REQUIRED WORK.
All lines with the word "Query" must be pulled from the entries below.
========================
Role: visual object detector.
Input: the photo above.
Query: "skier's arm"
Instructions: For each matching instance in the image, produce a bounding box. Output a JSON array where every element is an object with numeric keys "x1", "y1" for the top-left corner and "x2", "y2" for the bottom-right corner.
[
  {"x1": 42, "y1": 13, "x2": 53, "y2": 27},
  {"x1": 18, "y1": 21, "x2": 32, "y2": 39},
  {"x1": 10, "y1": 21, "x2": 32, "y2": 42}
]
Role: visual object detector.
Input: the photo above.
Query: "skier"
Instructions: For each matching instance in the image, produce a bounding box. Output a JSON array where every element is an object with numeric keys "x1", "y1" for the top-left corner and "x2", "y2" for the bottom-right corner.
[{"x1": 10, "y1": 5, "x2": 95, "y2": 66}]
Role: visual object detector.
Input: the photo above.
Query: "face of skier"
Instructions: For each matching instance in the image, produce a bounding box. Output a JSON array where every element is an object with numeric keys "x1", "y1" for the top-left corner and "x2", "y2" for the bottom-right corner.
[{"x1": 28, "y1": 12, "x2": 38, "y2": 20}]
========================
RESULT BELOW.
Query: "skier's arm"
Query: "skier"
Query: "face of skier"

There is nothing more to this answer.